EXERCISE AIM:
Locate each line in the data below that contains the string "street", and copy those lines.

(Records drawn from a data source)
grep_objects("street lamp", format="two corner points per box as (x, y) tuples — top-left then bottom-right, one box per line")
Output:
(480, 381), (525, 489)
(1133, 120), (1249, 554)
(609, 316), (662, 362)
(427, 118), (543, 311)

TASK RESULT:
grep_objects("street lamp", format="two corner points per box as (x, y) tuples — top-left then bottom-right, one box per line")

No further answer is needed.